- Text to read:
= Shark Island Challenge =

Bodyboarding event in Sydney, Australia

The Shark Island Challenge (SIC), held near Cronulla, in Sydney, New South Wales, Australia, is a World Tour event in bodyboarding since the elimination of the Teahupoo Challenge (Teahupoo) from the world bodyboarding tour.

== History ==

The Shark Island Challenge first started in 1997, and was a very informal and local event organized by Nathan Purcell and Mark Fordham. The championship would get increasing attention in the following years and was promoted to an international World Tour event sanctioned by the International Bodyboarding Association (IBA) in 2002, eventually turning out to be the premiere event of the tour when the Teahuppo Challenge was eliminated due to lack of financial sponsoring.

===Results and conditions===
==== 1997 ====

- Organizers: Nathan Purcell, Mark Fordham
- Waiting Period: Best day in May, later changed to best day in June due to lack of swell
- Format: 12 local riders vs. 12 invitees from Australia
- Results and prizes
  - 1. Matt Percy (A$10000)
  - 2. Steve Mackenzie (STC trip to Sumatra for a week)
  - 3. Chris Warr (A$700)
  - 4. Luke Miller (STC trip to G-land for a week)
  - 5. Nathan Purcell, Ben Player
- Sponsors: Ocean and Earth / Manta Bodyboards / The Surf Travel Company / Emerald Surf City / Cronulla house boats and sea planes
- Conditions: 1 - 1,5 meters (4 – 5 foot) offshore waves
- Footage: Secret Weapons by Chris Stroh

As the first Shark Island Challenge it was a very informal competition. Comments from the riders gives the notion that it was more like free-surfing. It could be argued that the low money prize and the fact that it did not scored points for the World Tour contributed to this relaxed feeling toward the competition in this year.

==== 1998 ====
- Organizers: Nathan Purcell, Mark Fordham
- Waiting Period: 1 July to 1 August (1 – 2 days event depending on conditions)
- Format: 12 local riders vs. 12 invitees from Australia, 2 rounds event
- Results and prizes
  - 1. Steve Mackenzie (A$1000 + trip 2 Tonga by STC)
  - 2. Matt Percy (STC trip to Tonga by week)
  - 3. Adam Smith (A$1200)
  - 4. Nathan Purcell (A$800)

- Material supplied:
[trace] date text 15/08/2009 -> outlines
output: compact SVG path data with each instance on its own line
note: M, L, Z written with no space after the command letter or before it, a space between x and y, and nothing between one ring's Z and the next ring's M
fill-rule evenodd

==

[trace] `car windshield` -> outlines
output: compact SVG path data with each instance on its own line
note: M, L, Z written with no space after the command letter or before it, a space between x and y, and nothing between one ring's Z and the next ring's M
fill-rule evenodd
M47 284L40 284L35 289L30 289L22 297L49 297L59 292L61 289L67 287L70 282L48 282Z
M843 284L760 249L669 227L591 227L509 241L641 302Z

- Task requirements:
1. Which sponsors does the Shark Island Challenge article list for the 1997 event?
2. Carry on the Shark Island Challenge article, starting right after its last line about the 1998 results.

- Answers for the exercise:
1.
- Ocean and Earth
- Manta Bodyboards
- The Surf Travel Company
- Emerald Surf City
- Cronulla house boats and sea planes

2.
- Sponsors: Ocean and Earth / Manta Bodyboards / The Surf Travel Company / Emerald Surf City
- Conditions:
  - 1st round: 1 – 2 meters (4 – 6 foot) waves with cross winds
  - 2nd round: 1 – 2 meters (4 – 6 foot) thundering tubular waves with offshore winds
- Footage: Rush - Shark Island Challenge by Chris Stroh

The second incarnation of the SIC showed bodyboarding legend Mike Stewart riding like no other. This time again the competition was on a relaxed mood, and despite the Hawaiian efforts the locals dominated the heats.

==== 1999 ====
- Organizers: Nathan Purcell, Mark Fordham
- Waiting Period: 11 June to 11 July (1 – 2 days event depending on conditions)
- Format: 12 locals vs. 12 invitees, 2 round event, six 1 hour 4 men heats, 3 best scoring waves counting each round
- Results and prizes
  - 1. Christian Riguccini (A$5000)
  - 2. Nathan Purcell (A$3000)
  - 3. Toby Player (A$2000)
  - 4. Adam Smith (A$1000)
  - 5. Ryan Hardy (A$750)
  - 6. Guilherme Tamega (A$750)
  - 7. Matt Percy (A$500)
  - 7. Warren Feinbier (A$500)
- Sponsors: Surf Dive ‘n' Ski / Manta Bodyboards / Ocean and Earth / The Surf Travel Company / Dream Weaver Surf adventures / [www.emeraldsurfcity.com] / Mike Perry / Peter Michaels Seafood and the Voodoo Lounge Cronulla
- Best move: Christian Riguccini, long tube ride with a huge roll on surge.
- Best barrel: Matt Percy
- Conditions: 1st (and only) round: 1 – 2 meters (4 – 6 foot) southeast ground swell with perfect conditions
- Footage: Rush - Shark Island Challenge by Chris Stroh

This year a promising and very anticipated swell for the beginning of June failed to show up and the competition had to be put on hold. Many stand-out invitees had to drop the contest due to previous scheduled trips (Mike Stewart, Spencer Skipper, Jeff Hubbard and Andre Botha). On Monday the 5th of July, with only six days left in the window, an unexpected 4 – 6 foot swell created perfect conditions for the Island. This was so unexpected that some prominent riders missed their heats (Steve Mackenzie, Paul Barnard and Damian King). The Island didn't break again with good condition to the end of the waiting period and the final results were taken from the first round scores. Brazilian Guilherme Tamega surfed Shark Island for the first time during the only day of competition.

==== 2000 ====
- Organizers: Mark Fordham, Nathan Purcell
- Waiting Period: 11 June to 11 July (1 – 2 days event depending on conditions)
- Format: 8 locals, 8 Australians, 8 internationals, 2 round event, six 1 hour 4 men heats, 3 best scoring waves counting each round
- Results and prizes
  - 1. Mike Stewart (A$6000)
  - =2. Damian King (A$2500)
  - =2. Ryan Hardy (A$2500)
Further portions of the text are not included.